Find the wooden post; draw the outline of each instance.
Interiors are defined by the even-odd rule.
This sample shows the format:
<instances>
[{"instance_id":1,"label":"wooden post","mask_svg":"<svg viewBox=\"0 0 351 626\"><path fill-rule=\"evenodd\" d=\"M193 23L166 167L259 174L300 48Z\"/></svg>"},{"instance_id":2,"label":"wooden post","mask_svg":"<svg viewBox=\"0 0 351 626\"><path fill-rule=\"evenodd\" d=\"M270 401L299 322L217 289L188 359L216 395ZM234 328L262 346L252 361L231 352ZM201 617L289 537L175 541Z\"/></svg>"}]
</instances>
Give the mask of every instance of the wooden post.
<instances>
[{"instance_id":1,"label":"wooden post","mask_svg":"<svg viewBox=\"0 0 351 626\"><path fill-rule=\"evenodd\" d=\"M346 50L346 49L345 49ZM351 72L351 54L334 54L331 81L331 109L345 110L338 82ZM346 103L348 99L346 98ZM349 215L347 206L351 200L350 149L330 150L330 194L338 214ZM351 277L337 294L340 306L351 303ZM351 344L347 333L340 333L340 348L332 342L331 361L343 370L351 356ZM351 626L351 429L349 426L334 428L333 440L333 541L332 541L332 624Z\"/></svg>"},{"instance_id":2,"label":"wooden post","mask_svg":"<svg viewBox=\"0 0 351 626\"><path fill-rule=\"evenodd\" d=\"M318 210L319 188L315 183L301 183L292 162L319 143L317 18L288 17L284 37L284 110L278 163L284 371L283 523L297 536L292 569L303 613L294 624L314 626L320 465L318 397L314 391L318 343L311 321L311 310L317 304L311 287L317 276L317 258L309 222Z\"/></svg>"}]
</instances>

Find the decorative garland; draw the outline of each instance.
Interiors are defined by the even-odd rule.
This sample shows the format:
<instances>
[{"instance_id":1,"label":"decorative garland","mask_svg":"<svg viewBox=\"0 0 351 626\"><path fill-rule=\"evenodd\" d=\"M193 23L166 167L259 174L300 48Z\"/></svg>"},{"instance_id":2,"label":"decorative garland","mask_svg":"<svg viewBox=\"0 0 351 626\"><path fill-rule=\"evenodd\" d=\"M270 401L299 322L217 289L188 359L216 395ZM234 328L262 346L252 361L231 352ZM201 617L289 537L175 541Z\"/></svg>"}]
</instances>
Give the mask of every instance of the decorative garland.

*****

> **How to complete this task**: Each line of the records belongs in the answer, reproduced exactly.

> **Output for this exercise**:
Find the wooden post; draw the outline of each instance.
Interiors are defined by the even-odd rule.
This sample shows the format:
<instances>
[{"instance_id":1,"label":"wooden post","mask_svg":"<svg viewBox=\"0 0 351 626\"><path fill-rule=\"evenodd\" d=\"M193 23L166 167L259 174L300 48Z\"/></svg>"},{"instance_id":2,"label":"wooden post","mask_svg":"<svg viewBox=\"0 0 351 626\"><path fill-rule=\"evenodd\" d=\"M270 401L299 322L217 289L188 359L216 395ZM234 328L262 346L252 361L231 352ZM201 617L289 537L175 541Z\"/></svg>"}]
</instances>
Give the mask of every instance of the wooden post.
<instances>
[{"instance_id":1,"label":"wooden post","mask_svg":"<svg viewBox=\"0 0 351 626\"><path fill-rule=\"evenodd\" d=\"M346 50L346 49L345 49ZM351 72L351 54L334 54L331 81L331 109L345 110L338 82ZM346 103L348 99L346 98ZM349 215L347 206L351 200L350 149L330 150L330 194L338 214ZM351 277L337 294L340 306L351 303ZM351 344L347 333L340 333L340 348L332 342L331 361L343 370L351 356ZM351 626L351 429L349 426L334 428L333 440L333 541L332 541L332 624Z\"/></svg>"},{"instance_id":2,"label":"wooden post","mask_svg":"<svg viewBox=\"0 0 351 626\"><path fill-rule=\"evenodd\" d=\"M318 210L319 188L315 183L301 183L292 162L319 143L317 18L288 17L284 37L284 110L278 163L284 371L283 523L297 536L292 569L303 613L294 624L314 626L320 465L318 397L314 391L318 343L311 321L311 310L317 304L311 287L317 276L317 258L309 222Z\"/></svg>"}]
</instances>

Find the decorative garland; draw the outline of each instance.
Interiors are defined by the even-odd rule.
This sample shows the format:
<instances>
[{"instance_id":1,"label":"decorative garland","mask_svg":"<svg viewBox=\"0 0 351 626\"><path fill-rule=\"evenodd\" d=\"M193 23L166 167L259 174L300 48Z\"/></svg>"},{"instance_id":2,"label":"decorative garland","mask_svg":"<svg viewBox=\"0 0 351 626\"><path fill-rule=\"evenodd\" d=\"M270 401L299 322L217 289L188 359L216 395ZM234 328L262 346L252 361L231 352ZM201 617L289 537L175 541Z\"/></svg>"}]
</instances>
Give the mask of every instance of the decorative garland.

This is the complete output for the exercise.